Subject: HSR Questions

Hi,

I understand from another law firm that the PNO agree that a transaction as described below was exempt and I want to confirm that it is still the current view.

A foreign government agency acquired 100% of the stock of a US Co and the transaction was deemed not reportable because a foreign government agency acquired the company. The foreign government made the acquisition through a wholly owned corporate acquisition vehicle. Neither the foreign government nor its acquisition vehicle were considered an "entity" as defined by the HSR rules. Is this still the current view?

In my situation, the buyer is a Chinese agency that is making an acquisition through a corporation as well.

Separately, with regard to our prior discussion that the unproductive real property exemption applies to the acquisition of the US located real property that is being developed for a copper mine, my question is whether your view changes if you know that in a different transaction (but same issuer and property to be sold as the current one discussed) a different buyer did submit HSR filings and received early termination previously.

I would think the view does not change because the analysis does not change and exemptions are an option not mandatory "requirements" such the as size of person end size of transaction tests are under the HSR rules. As such, the fact that om party files, but may not have had to file, does not change the analysis (e.g., for the investment exemption a truly passive investor can file to acquire 5% of an issuer's voting securities with a value that exceeds $75.9M, and choose not to take advantage of Section 802.9).

SET TASK
Answer these questions from the email about HSR questions:
(a) Through what did the foreign government make its acquisition of the US company?
(b) What is the US-located real property being developed for?
(c) What percentage of an issuer's voting securities does the passive investor acquire in the investment exemption example?

INFORMATION SUPPLIED
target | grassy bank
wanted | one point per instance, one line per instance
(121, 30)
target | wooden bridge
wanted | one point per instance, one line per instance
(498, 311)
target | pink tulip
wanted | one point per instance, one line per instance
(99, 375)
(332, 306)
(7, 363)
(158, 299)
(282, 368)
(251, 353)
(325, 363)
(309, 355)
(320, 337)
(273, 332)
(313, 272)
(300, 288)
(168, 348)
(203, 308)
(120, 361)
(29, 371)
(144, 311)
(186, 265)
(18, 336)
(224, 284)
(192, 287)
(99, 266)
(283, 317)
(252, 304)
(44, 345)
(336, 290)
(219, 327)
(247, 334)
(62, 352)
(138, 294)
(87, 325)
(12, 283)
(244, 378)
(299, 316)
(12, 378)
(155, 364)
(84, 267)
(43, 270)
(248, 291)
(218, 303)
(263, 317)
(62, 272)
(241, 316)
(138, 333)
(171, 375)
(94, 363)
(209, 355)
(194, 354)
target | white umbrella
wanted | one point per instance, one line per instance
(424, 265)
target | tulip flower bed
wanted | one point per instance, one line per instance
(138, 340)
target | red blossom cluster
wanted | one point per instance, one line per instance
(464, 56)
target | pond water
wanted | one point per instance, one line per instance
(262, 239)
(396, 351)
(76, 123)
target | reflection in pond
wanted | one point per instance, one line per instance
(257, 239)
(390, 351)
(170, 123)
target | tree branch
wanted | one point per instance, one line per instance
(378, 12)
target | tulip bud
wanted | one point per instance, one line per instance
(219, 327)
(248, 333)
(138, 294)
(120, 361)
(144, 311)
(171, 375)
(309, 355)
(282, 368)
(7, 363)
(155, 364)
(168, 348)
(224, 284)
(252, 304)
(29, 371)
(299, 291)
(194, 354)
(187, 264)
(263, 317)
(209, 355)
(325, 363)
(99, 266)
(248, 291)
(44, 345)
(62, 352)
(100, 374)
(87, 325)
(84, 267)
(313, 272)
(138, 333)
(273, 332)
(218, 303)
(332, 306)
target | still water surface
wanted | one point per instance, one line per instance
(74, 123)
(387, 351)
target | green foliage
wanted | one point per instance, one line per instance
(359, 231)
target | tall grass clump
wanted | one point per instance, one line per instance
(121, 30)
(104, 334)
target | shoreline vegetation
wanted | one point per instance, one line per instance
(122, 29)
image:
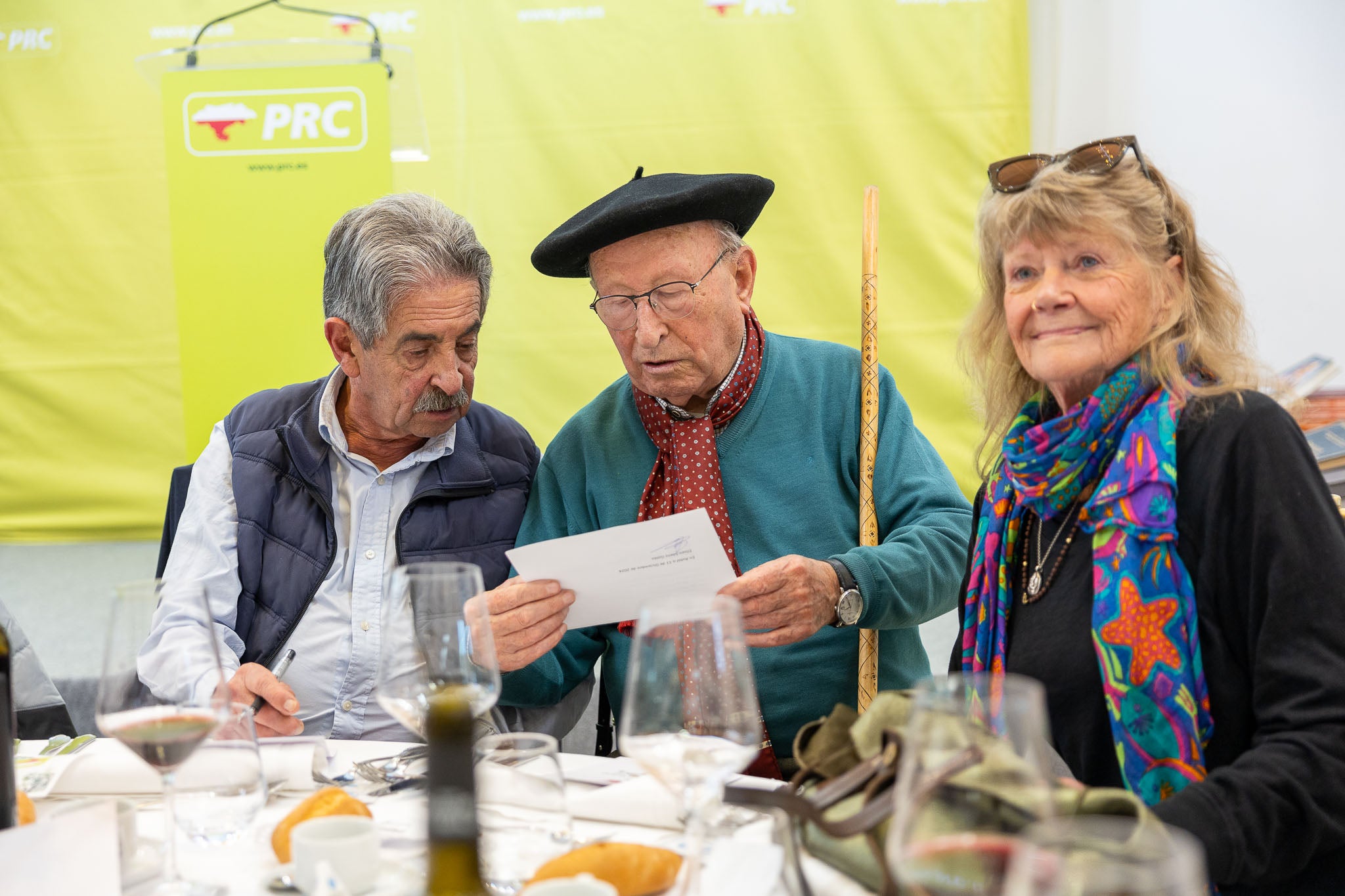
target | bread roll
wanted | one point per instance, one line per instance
(635, 871)
(27, 812)
(328, 801)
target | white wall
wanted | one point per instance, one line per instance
(1242, 104)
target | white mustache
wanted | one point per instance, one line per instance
(436, 399)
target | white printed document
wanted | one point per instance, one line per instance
(617, 571)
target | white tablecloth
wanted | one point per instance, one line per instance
(246, 864)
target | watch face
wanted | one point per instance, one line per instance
(849, 608)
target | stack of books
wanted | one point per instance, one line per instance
(1320, 412)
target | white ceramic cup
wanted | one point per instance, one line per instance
(347, 843)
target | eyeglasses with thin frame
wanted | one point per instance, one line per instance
(1016, 174)
(669, 301)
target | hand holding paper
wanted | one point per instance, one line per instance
(527, 620)
(613, 571)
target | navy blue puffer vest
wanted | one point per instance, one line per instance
(466, 507)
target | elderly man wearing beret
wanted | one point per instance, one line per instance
(774, 425)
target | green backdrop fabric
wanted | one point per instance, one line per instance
(531, 112)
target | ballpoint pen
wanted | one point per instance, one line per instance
(277, 671)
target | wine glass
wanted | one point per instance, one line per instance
(222, 788)
(436, 634)
(973, 774)
(163, 723)
(690, 714)
(1106, 856)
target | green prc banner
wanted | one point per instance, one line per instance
(261, 161)
(115, 366)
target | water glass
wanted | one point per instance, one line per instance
(519, 807)
(690, 715)
(1106, 855)
(436, 636)
(223, 786)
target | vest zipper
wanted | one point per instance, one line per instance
(331, 558)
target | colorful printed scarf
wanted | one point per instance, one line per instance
(1143, 621)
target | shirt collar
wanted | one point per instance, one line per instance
(682, 414)
(328, 426)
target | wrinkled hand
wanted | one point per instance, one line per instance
(527, 618)
(786, 599)
(275, 719)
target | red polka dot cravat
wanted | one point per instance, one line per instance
(686, 476)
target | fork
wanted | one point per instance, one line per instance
(384, 769)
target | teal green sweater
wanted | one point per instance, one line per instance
(791, 477)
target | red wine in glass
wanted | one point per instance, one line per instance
(164, 736)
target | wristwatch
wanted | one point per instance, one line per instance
(850, 603)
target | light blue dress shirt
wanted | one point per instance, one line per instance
(337, 641)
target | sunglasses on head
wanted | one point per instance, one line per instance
(1012, 175)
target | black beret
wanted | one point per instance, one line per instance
(649, 203)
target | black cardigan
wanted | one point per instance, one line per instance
(1266, 550)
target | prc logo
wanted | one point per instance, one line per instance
(18, 42)
(385, 22)
(267, 123)
(219, 117)
(743, 9)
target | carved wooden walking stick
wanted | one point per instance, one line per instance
(870, 425)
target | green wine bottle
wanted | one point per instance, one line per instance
(454, 864)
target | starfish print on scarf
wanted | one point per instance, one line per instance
(1141, 628)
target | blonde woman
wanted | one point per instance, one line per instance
(1153, 540)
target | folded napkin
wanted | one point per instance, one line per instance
(109, 767)
(645, 801)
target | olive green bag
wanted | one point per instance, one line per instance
(841, 800)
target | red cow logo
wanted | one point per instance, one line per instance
(345, 24)
(221, 117)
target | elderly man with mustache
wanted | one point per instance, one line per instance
(309, 496)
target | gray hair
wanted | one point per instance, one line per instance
(396, 245)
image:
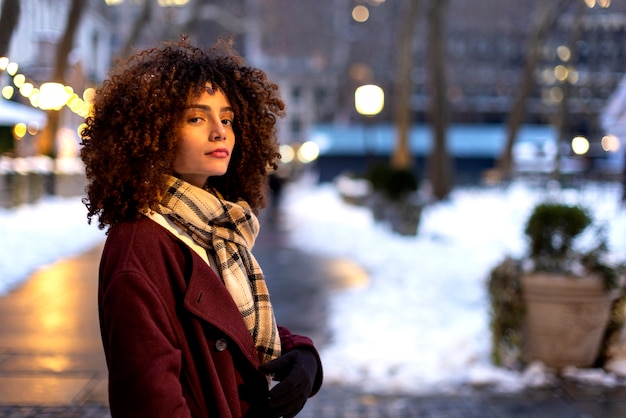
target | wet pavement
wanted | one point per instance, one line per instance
(52, 365)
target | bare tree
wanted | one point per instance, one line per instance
(439, 162)
(9, 18)
(563, 116)
(64, 47)
(402, 157)
(547, 15)
(138, 25)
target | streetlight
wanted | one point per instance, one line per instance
(53, 96)
(369, 101)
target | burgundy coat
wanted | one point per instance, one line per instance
(175, 342)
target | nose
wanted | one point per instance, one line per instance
(218, 131)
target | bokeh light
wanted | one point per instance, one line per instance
(360, 13)
(580, 145)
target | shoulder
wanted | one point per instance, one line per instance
(143, 247)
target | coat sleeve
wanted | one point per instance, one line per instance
(291, 341)
(142, 355)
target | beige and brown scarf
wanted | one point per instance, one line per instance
(229, 230)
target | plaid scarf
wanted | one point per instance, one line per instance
(229, 229)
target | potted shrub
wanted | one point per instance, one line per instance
(393, 197)
(556, 304)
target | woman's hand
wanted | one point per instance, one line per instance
(296, 371)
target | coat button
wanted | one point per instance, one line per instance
(221, 345)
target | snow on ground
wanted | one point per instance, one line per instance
(420, 324)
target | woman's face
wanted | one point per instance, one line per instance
(206, 139)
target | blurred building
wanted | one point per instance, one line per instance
(319, 52)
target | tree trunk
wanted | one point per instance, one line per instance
(439, 163)
(140, 22)
(546, 18)
(64, 47)
(402, 157)
(8, 22)
(563, 117)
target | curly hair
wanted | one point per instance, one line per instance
(130, 139)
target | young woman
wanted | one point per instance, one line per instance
(177, 152)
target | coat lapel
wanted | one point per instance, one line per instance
(208, 298)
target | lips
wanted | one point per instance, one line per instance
(219, 153)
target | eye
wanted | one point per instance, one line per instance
(195, 119)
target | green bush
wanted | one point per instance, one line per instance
(394, 183)
(552, 228)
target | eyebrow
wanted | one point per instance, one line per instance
(205, 107)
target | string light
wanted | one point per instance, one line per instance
(48, 96)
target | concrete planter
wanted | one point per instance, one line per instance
(565, 319)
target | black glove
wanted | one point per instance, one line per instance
(296, 372)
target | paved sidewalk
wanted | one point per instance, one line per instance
(51, 361)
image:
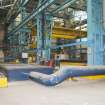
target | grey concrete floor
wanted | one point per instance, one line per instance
(82, 92)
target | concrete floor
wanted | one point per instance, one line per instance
(82, 92)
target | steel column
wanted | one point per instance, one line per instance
(95, 32)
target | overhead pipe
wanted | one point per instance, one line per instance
(61, 75)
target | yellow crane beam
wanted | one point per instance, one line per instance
(61, 32)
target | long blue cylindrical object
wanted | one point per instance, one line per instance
(61, 75)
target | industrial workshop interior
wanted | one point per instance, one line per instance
(52, 52)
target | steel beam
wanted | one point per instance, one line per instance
(66, 4)
(95, 32)
(32, 15)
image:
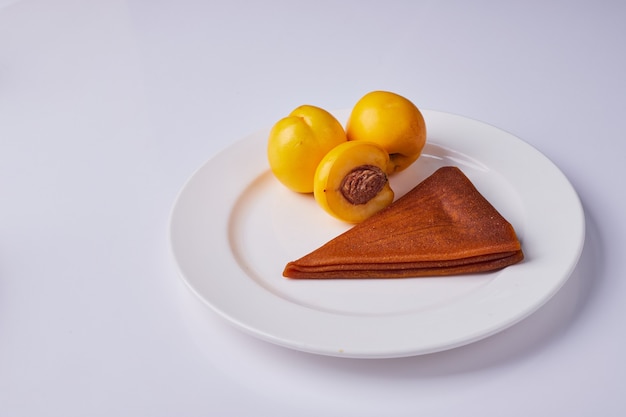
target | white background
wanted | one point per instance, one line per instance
(107, 107)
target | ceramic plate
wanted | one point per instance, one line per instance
(234, 227)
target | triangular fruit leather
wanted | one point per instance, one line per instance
(443, 226)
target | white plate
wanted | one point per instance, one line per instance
(234, 227)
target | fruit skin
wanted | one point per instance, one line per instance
(298, 142)
(340, 162)
(393, 122)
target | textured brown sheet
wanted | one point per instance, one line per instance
(443, 226)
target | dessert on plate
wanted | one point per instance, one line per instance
(443, 226)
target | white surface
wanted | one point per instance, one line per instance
(232, 238)
(107, 107)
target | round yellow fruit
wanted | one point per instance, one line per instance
(351, 183)
(298, 142)
(393, 122)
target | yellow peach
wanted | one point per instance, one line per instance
(351, 183)
(393, 122)
(298, 142)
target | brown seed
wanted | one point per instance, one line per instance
(362, 184)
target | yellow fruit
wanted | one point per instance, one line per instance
(351, 183)
(298, 142)
(391, 121)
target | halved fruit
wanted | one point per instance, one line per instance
(351, 181)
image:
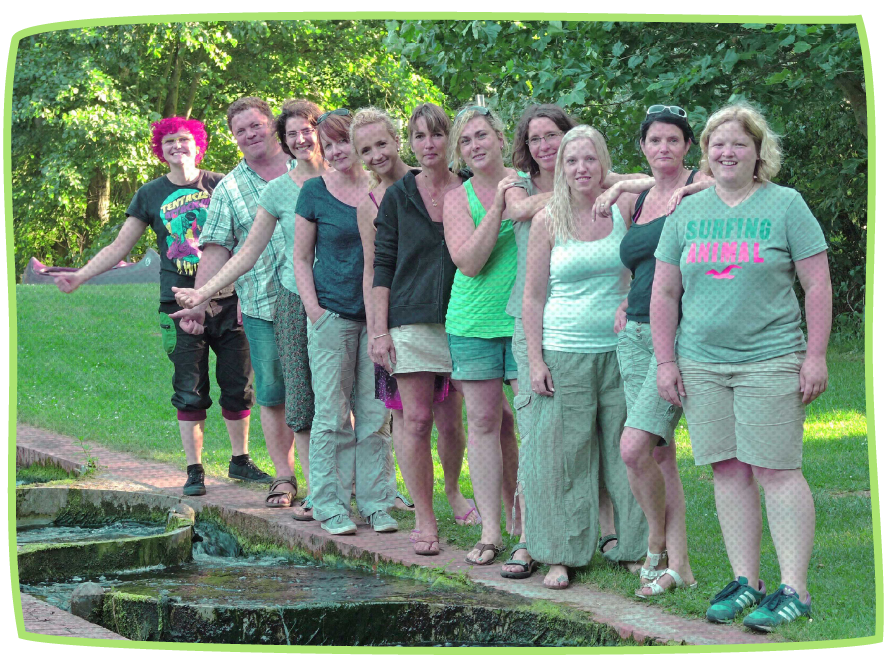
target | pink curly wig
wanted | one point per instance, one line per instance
(165, 126)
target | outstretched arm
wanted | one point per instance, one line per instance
(235, 266)
(107, 258)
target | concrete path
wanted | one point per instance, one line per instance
(242, 507)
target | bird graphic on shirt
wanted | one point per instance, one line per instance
(725, 273)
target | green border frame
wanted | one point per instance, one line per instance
(442, 15)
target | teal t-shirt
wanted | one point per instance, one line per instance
(737, 267)
(477, 308)
(522, 231)
(279, 198)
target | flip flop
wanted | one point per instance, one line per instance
(529, 567)
(289, 496)
(481, 547)
(468, 519)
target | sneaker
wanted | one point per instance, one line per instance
(248, 472)
(194, 485)
(733, 599)
(339, 525)
(382, 522)
(782, 606)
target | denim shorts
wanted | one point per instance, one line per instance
(752, 411)
(267, 370)
(646, 410)
(482, 358)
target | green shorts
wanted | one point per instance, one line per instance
(752, 412)
(646, 410)
(482, 358)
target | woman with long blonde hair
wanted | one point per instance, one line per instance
(575, 281)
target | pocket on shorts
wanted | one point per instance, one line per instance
(168, 332)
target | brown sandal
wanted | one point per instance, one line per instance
(289, 495)
(481, 547)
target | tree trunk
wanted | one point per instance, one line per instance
(98, 198)
(853, 89)
(172, 100)
(192, 91)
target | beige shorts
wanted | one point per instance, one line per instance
(421, 348)
(752, 412)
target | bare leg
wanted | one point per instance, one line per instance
(451, 448)
(791, 513)
(301, 438)
(412, 446)
(740, 516)
(238, 432)
(192, 434)
(279, 442)
(509, 448)
(484, 408)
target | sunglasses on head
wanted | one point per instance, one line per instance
(660, 108)
(482, 110)
(335, 112)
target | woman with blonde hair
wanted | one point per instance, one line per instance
(741, 367)
(329, 265)
(481, 243)
(575, 281)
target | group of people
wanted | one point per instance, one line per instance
(361, 301)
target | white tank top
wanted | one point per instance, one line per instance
(587, 282)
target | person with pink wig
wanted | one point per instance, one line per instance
(175, 207)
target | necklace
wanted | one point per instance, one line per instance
(429, 190)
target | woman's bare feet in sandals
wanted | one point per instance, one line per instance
(557, 577)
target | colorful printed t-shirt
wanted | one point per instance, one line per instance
(279, 198)
(737, 267)
(177, 214)
(477, 308)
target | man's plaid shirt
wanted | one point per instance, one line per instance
(229, 219)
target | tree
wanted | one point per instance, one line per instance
(808, 79)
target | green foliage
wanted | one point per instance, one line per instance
(809, 80)
(83, 100)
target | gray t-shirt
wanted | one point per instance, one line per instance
(522, 231)
(279, 198)
(737, 267)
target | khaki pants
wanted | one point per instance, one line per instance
(337, 453)
(575, 438)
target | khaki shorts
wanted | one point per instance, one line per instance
(753, 412)
(646, 410)
(421, 348)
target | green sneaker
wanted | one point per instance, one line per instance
(733, 599)
(782, 606)
(339, 525)
(382, 522)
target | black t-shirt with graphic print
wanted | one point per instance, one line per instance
(177, 214)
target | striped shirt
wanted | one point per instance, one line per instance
(229, 219)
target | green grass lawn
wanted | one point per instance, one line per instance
(90, 365)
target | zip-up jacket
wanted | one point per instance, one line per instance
(411, 257)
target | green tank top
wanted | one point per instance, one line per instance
(477, 308)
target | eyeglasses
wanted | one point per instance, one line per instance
(335, 112)
(660, 108)
(482, 110)
(549, 138)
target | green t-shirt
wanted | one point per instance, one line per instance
(279, 198)
(477, 308)
(737, 266)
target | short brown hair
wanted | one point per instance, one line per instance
(436, 119)
(336, 127)
(245, 104)
(302, 108)
(521, 153)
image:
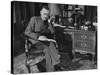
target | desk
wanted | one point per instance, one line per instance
(83, 41)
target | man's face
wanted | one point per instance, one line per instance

EXPECTED ANSWER
(a) A wholly owned corporate acquisition vehicle.
(b) A copper mine.
(c) 5%.